▶ Auszug zum Lesen:

****

Das weite Feld des Eros

Gastgeber Armbruster hält dazu nicht hinterm Berg. Er tue sich „eher schwer mit dem Namen“, sagt er den Kuratoren. Sie sitzen mit Gästen auf seinem Weinberg und haben bereits die Grenze zwischen Schwarzwald und Kraichgau kennengelernt, als er die Diskussion anschiebt. Das weite Feld von Erotik, Sexualität und Sinnlichkeit scheint auf.

Andere Facetten der Eros-Gemeinde auf der neuen Nordschwarzwaldkarte zeigen sich beim „Gathering“ zwei Tage später. Das Treffen findet – so wie am 10. August die Auseinandersetzung mit „Solartal“ – am Mittwoch in der ersten Woche des Monats statt. Hebamme Ursula Jahn-Zöhrens aus Bad Wildbad erzählt über Hausgeburten und Heidelbeerprinzessin Sina Schlei aus Enzklösterle hat ihr Krönchen auf.

In Ellmendingen bekommt die Gesellschaft „Eros im Glas ausgeschenkt“, meint Rita Armbruster, und in der Alten Kelter das Gestern im Heute auf einem Bild des belgischen Malers Kasper Bosmanns.

Lost places und offene Arme in Freudenstadt

Die Fäden, die sich in der einjährigen Try-out-Phase seit Mai 2021 als kräftig erwiesen haben, werden weiter gesponnen bei diesem wie bei den noch folgenden Treffen zu den Gemeinden „Inhalatorium“ und „Schmutzige Ecke“. Es geht bei den Themenwochen aber auch um „lost places“ wie das Grandhotel Waldeslust in Freudenstadt.

****

▶ Rohdaten:
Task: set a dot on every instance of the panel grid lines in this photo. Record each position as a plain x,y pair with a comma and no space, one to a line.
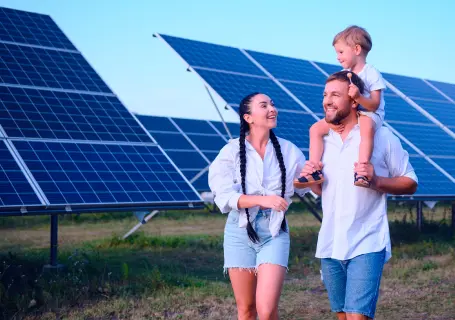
304,80
31,28
48,68
15,190
33,113
70,173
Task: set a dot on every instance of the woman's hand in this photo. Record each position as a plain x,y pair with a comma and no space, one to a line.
274,202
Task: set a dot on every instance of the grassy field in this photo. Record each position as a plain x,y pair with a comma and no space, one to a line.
172,268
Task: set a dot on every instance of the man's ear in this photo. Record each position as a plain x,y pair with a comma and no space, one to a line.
248,118
354,104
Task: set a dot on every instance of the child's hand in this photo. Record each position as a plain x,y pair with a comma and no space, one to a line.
338,128
353,92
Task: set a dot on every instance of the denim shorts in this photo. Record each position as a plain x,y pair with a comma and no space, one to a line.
241,252
353,285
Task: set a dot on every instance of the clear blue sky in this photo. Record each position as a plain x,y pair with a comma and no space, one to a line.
415,38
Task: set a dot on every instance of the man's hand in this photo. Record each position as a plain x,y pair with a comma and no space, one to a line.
366,169
309,168
337,128
353,92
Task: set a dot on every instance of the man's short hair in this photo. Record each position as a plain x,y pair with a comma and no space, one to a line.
343,77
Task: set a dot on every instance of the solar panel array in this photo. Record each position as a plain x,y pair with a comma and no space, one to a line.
419,111
191,144
66,141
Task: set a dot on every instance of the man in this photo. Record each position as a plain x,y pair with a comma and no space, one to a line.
354,240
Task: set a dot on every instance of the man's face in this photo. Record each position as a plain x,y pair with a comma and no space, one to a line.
337,103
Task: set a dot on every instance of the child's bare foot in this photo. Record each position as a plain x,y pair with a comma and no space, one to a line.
361,181
306,181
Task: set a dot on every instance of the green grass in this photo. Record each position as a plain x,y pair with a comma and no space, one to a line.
179,276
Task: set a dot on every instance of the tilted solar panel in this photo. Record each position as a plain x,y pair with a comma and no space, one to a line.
296,87
76,144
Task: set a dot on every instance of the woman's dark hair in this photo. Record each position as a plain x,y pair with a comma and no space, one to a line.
244,129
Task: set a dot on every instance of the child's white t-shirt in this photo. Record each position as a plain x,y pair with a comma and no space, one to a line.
373,80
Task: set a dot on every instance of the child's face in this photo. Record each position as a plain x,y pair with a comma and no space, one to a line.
347,55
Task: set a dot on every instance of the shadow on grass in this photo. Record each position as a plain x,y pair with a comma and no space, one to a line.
146,265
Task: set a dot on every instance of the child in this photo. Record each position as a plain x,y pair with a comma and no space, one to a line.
352,46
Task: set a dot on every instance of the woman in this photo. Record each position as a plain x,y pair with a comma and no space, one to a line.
252,179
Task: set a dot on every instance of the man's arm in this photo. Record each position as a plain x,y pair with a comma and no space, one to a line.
395,185
402,180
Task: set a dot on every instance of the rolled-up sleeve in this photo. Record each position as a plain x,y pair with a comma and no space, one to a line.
398,160
222,182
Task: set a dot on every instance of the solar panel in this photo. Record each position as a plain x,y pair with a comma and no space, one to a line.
446,88
48,114
74,142
233,88
107,174
285,68
31,28
180,146
15,190
296,86
234,128
206,55
413,87
31,66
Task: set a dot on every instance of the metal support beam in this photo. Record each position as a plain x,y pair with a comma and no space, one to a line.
419,215
53,261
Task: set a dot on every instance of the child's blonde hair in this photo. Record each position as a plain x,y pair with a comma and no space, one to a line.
355,35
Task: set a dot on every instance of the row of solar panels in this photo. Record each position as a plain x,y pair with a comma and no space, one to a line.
66,141
420,112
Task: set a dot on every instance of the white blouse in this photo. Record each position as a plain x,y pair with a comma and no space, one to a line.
263,177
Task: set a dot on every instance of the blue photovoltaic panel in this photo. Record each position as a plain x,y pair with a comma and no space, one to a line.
413,87
183,154
431,180
234,128
207,55
172,141
446,88
51,101
187,159
195,126
31,28
447,163
444,111
428,138
233,88
38,67
285,68
310,95
302,79
32,113
95,174
209,143
153,123
15,190
397,109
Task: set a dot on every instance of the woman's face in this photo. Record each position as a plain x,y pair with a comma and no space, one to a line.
263,113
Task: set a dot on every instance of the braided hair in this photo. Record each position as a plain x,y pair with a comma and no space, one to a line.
244,108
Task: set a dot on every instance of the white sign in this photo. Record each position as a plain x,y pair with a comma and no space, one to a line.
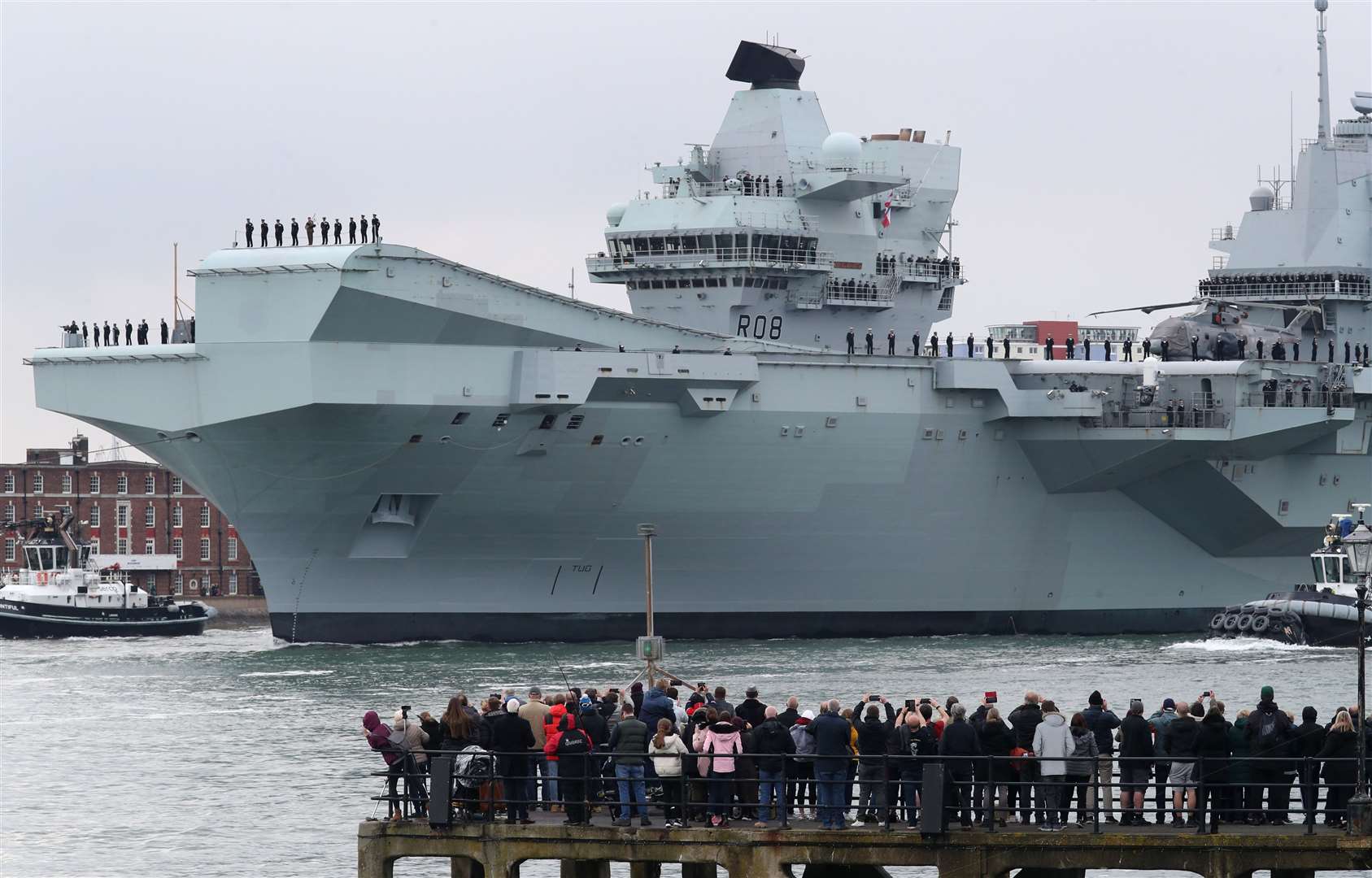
137,562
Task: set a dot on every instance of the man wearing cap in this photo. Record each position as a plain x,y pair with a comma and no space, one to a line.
1158,724
1135,748
512,737
751,710
1102,722
535,714
1270,738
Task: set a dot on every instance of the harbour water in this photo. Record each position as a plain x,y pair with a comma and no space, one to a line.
237,754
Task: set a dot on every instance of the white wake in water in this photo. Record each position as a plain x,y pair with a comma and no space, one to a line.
1248,645
287,674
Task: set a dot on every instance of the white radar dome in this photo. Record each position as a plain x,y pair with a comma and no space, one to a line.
841,150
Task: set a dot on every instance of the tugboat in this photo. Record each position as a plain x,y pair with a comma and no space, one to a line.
1319,614
61,592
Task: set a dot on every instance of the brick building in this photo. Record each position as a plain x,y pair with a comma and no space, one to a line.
131,508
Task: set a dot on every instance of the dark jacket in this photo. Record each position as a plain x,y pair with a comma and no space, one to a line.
771,744
574,748
1182,737
656,706
832,734
960,738
872,734
513,737
1102,724
595,726
1213,746
752,712
629,742
1026,720
1270,734
1341,745
1309,738
1135,738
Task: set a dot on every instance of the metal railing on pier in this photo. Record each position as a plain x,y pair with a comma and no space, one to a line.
1198,793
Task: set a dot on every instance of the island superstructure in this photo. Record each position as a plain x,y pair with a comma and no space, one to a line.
416,449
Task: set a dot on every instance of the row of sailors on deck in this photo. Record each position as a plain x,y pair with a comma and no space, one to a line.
111,333
1286,283
353,225
921,265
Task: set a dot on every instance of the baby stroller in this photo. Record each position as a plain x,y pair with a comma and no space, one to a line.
475,788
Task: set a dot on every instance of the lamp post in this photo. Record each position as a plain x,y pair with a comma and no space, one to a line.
1358,548
648,532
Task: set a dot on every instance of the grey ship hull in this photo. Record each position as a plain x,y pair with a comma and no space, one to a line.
796,493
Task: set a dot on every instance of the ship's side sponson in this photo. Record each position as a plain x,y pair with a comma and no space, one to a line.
401,295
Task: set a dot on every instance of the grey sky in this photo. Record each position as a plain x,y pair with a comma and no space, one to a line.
1100,141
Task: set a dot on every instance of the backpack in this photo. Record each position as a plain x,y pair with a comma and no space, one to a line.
1270,734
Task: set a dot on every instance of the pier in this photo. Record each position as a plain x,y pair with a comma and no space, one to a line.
497,851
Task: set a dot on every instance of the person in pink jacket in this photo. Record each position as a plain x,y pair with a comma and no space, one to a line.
718,746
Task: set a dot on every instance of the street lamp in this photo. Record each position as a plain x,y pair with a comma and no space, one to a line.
1358,549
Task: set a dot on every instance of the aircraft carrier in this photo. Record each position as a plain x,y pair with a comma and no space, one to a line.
416,449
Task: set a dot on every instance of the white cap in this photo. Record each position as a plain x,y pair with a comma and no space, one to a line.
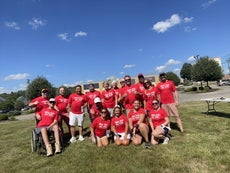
97,100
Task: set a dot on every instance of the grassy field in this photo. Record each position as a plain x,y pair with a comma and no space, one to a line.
203,148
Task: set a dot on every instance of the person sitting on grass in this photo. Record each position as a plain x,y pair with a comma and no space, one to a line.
119,126
99,128
138,125
48,121
159,120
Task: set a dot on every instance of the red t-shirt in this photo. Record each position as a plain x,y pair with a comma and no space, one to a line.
119,123
91,96
157,117
135,115
131,96
61,103
149,96
42,103
109,97
166,90
100,126
77,102
47,117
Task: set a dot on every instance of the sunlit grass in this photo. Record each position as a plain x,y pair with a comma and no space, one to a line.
203,148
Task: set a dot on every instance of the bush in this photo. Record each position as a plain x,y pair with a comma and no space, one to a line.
3,117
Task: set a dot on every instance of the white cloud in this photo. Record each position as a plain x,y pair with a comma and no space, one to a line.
163,26
188,19
208,3
36,23
160,68
80,34
13,25
129,65
18,76
64,36
172,62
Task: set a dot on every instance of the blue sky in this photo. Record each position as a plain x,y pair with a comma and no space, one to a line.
76,41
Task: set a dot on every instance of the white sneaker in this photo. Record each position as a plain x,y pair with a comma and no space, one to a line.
81,138
166,140
73,139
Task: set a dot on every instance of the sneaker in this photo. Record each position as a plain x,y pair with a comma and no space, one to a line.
73,139
166,140
147,145
81,138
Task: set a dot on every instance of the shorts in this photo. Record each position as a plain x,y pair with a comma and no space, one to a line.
74,118
171,109
121,135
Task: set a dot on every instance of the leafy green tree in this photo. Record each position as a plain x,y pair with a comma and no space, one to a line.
35,86
186,71
206,69
173,77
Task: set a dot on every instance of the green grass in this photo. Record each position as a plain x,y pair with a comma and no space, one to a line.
203,148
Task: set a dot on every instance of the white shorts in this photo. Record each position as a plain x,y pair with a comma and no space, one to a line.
121,135
73,118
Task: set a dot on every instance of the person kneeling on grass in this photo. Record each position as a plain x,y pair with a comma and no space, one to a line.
99,128
158,120
48,121
119,126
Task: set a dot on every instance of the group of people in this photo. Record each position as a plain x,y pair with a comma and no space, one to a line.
131,113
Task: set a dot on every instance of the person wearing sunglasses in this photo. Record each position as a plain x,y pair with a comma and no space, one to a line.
48,121
158,120
119,126
99,128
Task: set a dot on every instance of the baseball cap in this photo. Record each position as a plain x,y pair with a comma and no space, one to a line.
45,90
140,75
97,100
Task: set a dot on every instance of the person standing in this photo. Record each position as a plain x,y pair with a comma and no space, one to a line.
169,99
76,104
61,103
40,102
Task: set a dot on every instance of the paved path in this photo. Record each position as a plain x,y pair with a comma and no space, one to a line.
223,91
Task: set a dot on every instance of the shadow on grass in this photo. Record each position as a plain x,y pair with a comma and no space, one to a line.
218,114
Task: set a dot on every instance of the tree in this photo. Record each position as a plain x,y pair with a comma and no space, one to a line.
34,88
172,76
186,71
206,69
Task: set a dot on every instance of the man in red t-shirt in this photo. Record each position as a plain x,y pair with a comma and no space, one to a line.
76,104
169,98
40,102
61,103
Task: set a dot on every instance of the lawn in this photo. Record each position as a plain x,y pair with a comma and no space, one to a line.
204,147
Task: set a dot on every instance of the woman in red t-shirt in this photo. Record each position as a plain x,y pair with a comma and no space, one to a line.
158,120
99,127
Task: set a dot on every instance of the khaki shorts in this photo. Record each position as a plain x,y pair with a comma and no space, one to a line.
171,109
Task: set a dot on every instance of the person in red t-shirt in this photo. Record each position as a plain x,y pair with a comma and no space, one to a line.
95,110
119,126
108,97
169,98
149,95
158,120
48,120
40,102
76,104
61,103
138,125
129,94
99,128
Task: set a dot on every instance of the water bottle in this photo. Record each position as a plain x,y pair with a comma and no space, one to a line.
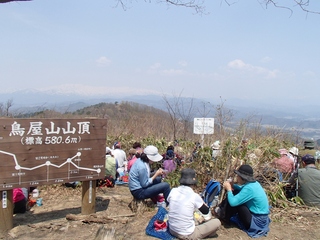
35,193
215,201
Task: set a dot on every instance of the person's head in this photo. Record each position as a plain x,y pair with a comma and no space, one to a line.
215,145
150,153
132,152
117,145
170,147
108,151
136,145
245,173
308,159
294,151
283,152
188,177
169,154
244,141
308,144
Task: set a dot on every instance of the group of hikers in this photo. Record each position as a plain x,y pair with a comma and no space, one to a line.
245,203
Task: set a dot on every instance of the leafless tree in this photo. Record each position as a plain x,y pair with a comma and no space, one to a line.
186,112
223,116
199,5
7,107
172,106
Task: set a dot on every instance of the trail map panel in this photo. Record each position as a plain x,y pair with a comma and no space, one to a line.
49,151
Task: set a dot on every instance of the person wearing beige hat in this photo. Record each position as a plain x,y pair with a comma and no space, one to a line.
183,203
141,184
247,203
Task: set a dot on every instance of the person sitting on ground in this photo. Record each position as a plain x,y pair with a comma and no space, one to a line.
141,184
121,158
138,150
111,165
216,152
169,163
293,154
284,164
19,201
171,150
309,181
247,203
309,148
183,203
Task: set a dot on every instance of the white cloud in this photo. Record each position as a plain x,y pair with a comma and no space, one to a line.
183,63
103,61
173,72
242,66
155,66
266,59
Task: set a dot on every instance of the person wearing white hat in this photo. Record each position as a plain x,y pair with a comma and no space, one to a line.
141,184
183,203
215,150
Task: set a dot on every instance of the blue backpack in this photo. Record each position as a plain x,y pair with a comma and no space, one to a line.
211,192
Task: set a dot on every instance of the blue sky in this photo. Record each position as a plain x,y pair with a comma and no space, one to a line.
241,51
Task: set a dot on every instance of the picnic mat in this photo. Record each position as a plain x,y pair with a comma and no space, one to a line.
151,231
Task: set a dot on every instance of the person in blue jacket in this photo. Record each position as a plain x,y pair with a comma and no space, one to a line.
143,184
247,203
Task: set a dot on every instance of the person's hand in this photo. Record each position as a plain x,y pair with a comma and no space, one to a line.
159,172
227,186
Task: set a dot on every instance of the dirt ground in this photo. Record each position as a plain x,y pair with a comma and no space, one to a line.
60,218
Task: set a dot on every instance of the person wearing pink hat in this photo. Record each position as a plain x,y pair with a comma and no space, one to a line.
141,184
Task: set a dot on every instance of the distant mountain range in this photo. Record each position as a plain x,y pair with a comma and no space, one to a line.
302,119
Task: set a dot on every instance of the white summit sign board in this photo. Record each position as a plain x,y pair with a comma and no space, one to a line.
203,126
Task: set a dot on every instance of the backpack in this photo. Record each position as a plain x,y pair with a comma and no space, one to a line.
211,192
106,182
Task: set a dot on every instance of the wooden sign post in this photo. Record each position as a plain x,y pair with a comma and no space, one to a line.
36,152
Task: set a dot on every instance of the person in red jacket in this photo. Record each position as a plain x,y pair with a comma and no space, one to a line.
19,201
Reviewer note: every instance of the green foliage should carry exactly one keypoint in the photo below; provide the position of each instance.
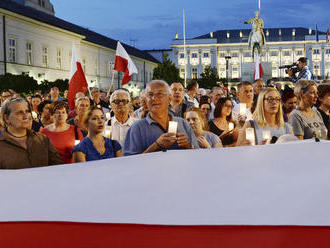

****

▶ Aufgabe A:
Aus welchem Ort stammt die Heidelbeerprinzessin Sina Schlei laut dem Text über die Eros-Gemeinde?
▶ Aufgabe B:
Führe den Text über die Eros-Gemeinde im Anschluss an seinen letzten Satz fort.
Die Liste ist eigenständiges Material und gehört nicht zum Text über die Eros-Gemeinde.

▶ Schriftliche Antwort A:
Aus Enzklösterle.

▶ Schriftliche Antwort B:
Der morbide Charme alter Kur-Fantasien ist nur ein Aspekt bei der langen Fahrt, die Jules van den Langenberg an diesen südlichen Zipfel des Ornamenta-Gebiets unternimmt. „Sie haben mich mit offenen Armen empfangen“, erzählt er bei der Rückkehr und lächelt. Diese Reaktion ist wichtiger als die neuen Eventlocations und Betten, die er mitbringt für die erhofften 30.000 Besucher bei der Ornamenta vom 5. Juli bis 29. September 2024. Sie zeigt, dass die Stadt die Ornamenta will.

Es geht um das, wo bin ich, wo komm ich her, wo möchte ich hingehen.
Katharina Wahl, Ornamenta-Kuratorin

In Bad Wildbad, der Keimzelle für „Bad Databrunn“, scheinen bereits breite Pfade angelegt zu sein für das Zukunftskonzept. Das erste Mittwochsgespräch zur Entwicklung der fünf Kunst-Gemeinden im Juni dreht sich um Kurort-Geschichte.

Marina Lahmann vom Stadtmarketing erzählt von dem im 13. Jahrhundert zum Baden angelegten Schacht, in dem vor 100 Jahren Thermalwasser entdeckt wurde. Sie skizziert die vier großen Umbrüche bis zu den Gesundheitsreformen. Das Ringen um neue Zielgruppen ist Thema.

Sein und Schein im Thermalbad

„Es geht um das ,wo bin ich, wo komm’ ich her, wo möchte ich hingehen?’“, erläutert Katharina Walz, während sich die beim Pforzheimer Stadtmuseum gestartete Busgesellschaft dem Herzstück des Kurstadtlebens nähert. Es ist Technik pur: Vor dem Heilsversprechen im Becken steht das Getöse der Wasseraufbereitung.

Zu dem schönen Sein und dem wenig natürlich nach oben sprudelnden Thermalwasser gibt es eine „Gesteinsansprache“ von Pia Matthes. Die Künstlerin verbindet Thermonite mit der Steckdose: Badegäste können ihre Füße an den durch Strom angenehm erwärmten ergonomischen Steinen verwöhnen.